▸ Excerpted passage:
>>>>

An End to Childish Ways
1 Corinthians 13:1-13[1]
Children can be wonderful. The beauty of the unconditional love
they give so easily is almost indescribable. Their natural exuberance for life
is a joy to behold. And when they utter those magic words “I love you” for the
first time, it naturally melts our hearts. At the same time, children can be
challenging. After all they are people, just moving at something that can seem
like the speed of light to the rest of us! And moving that fast means that they
get tired and grumpy and want what they want right now! We call it being
“childish,” but in reality, we can all be demanding when we get tired and grumpy!
One of the greatest challenges as a parent is to allow your
children to grow up. The process begins with what we call “the terrible two’s.”
For the first time they are discovering their own identity, separate from mommy
and daddy. It’s hard on the parents, and it’s hard on the children. But as we
help our children through the various passages from childhood to adulthood, it
can be a fulfilling experience. I find that the greatest challenge for parents
is to learn how to let go just enough for our children to mature in a healthy
way. As they do so, we find them leaving behind their “childish ways,” and
becoming responsible adults.

<<<<

▸ Stored data:

>>>>

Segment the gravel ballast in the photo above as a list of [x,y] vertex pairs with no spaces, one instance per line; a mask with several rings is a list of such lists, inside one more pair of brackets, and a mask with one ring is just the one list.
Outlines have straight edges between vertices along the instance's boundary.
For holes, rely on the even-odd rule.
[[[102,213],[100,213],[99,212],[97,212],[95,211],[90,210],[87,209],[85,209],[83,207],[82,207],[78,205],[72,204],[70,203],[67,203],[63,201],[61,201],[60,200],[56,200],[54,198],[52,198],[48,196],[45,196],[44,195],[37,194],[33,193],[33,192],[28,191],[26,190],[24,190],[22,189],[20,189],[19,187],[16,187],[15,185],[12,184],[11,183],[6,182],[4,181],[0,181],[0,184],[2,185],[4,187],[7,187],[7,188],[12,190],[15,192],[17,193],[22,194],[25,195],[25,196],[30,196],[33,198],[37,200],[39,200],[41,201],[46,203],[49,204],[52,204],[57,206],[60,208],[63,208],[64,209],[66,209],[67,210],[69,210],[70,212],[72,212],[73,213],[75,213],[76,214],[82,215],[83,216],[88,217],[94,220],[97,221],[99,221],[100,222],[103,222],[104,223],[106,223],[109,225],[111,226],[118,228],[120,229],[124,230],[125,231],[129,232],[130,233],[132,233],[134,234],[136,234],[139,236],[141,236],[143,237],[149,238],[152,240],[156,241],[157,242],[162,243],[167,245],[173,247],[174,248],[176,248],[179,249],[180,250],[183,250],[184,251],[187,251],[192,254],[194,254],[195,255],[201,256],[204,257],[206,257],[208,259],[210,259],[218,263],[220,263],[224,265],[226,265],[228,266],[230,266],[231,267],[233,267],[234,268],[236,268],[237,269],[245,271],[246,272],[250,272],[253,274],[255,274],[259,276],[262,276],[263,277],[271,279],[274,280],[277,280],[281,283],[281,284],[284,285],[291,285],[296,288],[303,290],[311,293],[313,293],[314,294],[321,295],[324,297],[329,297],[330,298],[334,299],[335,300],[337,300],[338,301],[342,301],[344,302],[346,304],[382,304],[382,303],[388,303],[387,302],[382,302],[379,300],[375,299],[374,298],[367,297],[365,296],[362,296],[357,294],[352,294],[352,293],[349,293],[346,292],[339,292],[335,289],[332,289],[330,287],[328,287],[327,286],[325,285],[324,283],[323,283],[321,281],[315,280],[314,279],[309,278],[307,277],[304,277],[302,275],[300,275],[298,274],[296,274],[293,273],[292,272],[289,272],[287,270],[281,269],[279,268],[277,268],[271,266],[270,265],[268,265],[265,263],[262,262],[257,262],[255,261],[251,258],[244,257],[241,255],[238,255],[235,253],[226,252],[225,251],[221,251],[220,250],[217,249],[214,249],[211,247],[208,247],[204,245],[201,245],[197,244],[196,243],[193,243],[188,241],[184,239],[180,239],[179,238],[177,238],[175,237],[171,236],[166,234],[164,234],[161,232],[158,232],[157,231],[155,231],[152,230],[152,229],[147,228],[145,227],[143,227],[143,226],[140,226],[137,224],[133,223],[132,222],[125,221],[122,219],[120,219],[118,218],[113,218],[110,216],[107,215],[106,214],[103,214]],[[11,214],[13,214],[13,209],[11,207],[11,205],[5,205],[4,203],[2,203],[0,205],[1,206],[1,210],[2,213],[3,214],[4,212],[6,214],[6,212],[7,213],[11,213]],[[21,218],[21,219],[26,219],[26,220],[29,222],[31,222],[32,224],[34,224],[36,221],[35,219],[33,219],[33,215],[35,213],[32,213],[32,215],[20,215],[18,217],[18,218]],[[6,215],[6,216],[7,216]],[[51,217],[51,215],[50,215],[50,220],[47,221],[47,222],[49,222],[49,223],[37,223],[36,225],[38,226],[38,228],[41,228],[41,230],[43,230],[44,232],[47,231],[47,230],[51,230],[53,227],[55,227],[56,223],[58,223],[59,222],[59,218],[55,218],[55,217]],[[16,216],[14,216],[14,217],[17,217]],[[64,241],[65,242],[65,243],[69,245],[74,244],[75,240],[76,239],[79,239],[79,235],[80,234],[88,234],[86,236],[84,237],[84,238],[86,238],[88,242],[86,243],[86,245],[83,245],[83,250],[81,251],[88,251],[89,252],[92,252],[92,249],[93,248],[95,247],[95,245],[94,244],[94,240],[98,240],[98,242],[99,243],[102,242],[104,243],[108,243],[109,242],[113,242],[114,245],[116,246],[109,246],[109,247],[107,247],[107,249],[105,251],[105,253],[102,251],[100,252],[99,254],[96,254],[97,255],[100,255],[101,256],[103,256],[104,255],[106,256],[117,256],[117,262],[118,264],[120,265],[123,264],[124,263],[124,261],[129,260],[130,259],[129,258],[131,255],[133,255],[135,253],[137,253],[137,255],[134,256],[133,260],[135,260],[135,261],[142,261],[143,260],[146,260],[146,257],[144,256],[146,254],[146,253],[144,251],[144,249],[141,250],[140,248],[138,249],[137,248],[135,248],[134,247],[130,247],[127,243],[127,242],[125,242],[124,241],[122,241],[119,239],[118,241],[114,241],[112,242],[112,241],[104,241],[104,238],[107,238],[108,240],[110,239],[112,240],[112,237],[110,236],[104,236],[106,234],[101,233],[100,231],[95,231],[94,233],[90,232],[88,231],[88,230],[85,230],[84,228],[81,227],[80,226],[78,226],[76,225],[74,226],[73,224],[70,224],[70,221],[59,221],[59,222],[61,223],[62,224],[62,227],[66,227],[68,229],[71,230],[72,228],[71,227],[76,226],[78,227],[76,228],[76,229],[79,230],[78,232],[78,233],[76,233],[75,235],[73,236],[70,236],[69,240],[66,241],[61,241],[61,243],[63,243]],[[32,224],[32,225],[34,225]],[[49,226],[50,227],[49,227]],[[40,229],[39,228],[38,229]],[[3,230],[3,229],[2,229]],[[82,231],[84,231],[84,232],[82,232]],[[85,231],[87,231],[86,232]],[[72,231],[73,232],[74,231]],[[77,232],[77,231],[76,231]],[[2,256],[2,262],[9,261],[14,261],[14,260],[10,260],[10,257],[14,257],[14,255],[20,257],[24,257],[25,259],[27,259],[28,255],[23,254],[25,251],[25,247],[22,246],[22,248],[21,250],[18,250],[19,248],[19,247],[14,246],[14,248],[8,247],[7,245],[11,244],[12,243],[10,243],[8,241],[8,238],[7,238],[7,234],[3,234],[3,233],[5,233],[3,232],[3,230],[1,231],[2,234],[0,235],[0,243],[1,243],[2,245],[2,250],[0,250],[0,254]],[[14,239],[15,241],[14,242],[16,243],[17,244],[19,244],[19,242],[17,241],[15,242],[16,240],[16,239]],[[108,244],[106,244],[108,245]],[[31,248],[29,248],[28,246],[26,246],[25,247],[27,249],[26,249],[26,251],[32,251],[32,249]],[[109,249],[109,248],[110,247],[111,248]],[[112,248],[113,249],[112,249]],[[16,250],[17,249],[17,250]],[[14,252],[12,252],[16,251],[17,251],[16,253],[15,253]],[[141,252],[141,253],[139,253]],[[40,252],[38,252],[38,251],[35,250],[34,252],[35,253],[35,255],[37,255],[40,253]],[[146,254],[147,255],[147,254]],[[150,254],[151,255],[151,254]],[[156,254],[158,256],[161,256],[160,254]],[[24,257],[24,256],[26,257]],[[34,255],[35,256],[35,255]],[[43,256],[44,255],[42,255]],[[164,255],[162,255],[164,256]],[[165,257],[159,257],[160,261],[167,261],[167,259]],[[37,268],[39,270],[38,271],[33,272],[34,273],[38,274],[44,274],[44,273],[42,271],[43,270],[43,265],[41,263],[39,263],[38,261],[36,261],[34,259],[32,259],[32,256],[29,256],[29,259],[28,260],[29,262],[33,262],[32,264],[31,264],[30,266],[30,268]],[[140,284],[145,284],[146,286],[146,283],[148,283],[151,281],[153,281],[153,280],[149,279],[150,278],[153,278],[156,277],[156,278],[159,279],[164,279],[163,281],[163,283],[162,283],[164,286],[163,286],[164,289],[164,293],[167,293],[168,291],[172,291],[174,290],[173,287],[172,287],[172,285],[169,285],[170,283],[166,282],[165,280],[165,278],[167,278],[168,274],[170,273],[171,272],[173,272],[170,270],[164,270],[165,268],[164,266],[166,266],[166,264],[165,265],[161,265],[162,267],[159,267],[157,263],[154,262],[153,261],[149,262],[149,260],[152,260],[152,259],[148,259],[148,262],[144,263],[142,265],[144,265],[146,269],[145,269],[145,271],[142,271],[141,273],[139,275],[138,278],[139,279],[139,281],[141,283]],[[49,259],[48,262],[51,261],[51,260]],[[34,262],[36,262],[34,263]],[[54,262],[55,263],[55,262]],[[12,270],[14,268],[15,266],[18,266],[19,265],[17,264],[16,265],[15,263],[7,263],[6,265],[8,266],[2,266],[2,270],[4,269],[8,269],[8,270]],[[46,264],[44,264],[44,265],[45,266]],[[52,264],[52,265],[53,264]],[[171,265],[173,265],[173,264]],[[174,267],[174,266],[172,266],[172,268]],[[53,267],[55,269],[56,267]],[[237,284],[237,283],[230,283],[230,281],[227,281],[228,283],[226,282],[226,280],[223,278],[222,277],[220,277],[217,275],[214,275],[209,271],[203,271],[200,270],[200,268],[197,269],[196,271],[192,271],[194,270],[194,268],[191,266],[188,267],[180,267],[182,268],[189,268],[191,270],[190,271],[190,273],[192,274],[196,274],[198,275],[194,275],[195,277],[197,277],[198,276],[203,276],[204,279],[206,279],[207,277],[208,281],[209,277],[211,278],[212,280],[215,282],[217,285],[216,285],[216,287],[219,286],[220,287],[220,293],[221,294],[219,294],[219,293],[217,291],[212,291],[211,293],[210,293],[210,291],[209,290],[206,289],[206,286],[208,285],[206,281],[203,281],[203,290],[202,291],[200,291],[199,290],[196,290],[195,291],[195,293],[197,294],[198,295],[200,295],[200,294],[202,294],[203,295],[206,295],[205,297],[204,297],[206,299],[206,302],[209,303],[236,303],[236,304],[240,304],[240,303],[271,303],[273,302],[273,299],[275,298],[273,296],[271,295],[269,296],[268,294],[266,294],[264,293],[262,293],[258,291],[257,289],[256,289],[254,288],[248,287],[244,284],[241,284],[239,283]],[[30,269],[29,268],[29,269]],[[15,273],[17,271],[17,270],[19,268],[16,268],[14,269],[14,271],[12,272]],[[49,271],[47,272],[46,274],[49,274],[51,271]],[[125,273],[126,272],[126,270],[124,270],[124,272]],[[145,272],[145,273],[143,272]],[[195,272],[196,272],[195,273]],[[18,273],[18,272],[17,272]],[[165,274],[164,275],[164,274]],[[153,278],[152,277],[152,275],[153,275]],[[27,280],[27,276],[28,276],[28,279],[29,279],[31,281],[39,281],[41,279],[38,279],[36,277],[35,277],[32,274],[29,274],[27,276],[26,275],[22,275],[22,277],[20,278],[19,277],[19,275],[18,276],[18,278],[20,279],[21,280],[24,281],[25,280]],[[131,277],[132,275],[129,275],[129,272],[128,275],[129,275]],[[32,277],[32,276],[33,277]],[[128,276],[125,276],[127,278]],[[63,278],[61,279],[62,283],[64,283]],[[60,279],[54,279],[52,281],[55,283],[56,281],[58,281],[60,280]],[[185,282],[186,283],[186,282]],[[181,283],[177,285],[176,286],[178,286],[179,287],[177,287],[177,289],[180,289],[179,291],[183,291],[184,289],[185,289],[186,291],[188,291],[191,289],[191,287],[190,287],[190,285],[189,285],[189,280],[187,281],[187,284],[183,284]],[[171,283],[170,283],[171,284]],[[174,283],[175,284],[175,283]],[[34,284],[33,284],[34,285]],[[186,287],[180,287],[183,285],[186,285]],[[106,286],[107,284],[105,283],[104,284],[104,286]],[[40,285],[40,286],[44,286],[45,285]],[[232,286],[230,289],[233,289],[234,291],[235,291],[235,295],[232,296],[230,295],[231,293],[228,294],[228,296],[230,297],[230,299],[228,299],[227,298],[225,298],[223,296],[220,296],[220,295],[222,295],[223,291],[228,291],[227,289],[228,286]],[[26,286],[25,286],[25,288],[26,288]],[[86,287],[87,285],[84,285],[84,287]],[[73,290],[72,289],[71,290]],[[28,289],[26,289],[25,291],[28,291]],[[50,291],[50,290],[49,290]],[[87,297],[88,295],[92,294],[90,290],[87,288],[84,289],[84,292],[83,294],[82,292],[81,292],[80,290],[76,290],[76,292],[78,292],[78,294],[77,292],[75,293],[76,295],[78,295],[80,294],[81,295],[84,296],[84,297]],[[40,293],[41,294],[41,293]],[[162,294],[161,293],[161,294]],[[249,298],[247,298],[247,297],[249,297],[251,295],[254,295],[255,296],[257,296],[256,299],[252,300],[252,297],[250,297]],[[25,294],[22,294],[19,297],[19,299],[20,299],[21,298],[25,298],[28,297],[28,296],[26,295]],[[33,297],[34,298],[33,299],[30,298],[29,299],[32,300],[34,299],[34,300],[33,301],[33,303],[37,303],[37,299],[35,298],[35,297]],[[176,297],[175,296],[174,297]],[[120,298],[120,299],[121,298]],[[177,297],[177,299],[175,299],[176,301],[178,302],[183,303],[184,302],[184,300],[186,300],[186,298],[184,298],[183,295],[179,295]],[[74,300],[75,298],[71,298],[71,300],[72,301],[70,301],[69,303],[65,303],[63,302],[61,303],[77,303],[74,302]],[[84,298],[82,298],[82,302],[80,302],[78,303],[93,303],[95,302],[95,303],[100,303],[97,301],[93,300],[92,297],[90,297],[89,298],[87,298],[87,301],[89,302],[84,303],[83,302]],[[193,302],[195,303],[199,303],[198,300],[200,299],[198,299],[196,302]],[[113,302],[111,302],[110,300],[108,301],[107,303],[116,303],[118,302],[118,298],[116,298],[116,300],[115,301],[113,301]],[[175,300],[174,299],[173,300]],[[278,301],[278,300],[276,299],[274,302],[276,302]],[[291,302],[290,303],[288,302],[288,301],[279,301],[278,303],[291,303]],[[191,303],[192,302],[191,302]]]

<<<<

▸ What the exercise asks:
Set down the part of the "An End to Childish Ways" passage from "An End to Childish" to "tired and grumpy!" word for word.

▸ Expected answer:
An End to Childish Ways
1 Corinthians 13:1-13[1]
Children can be wonderful. The beauty of the unconditional love
they give so easily is almost indescribable. Their natural exuberance for life
is a joy to behold. And when they utter those magic words “I love you” for the
first time, it naturally melts our hearts. At the same time, children can be
challenging. After all they are people, just moving at something that can seem
like the speed of light to the rest of us! And moving that fast means that they
get tired and grumpy and want what they want right now! We call it being
“childish,” but in reality, we can all be demanding when we get tired and grumpy!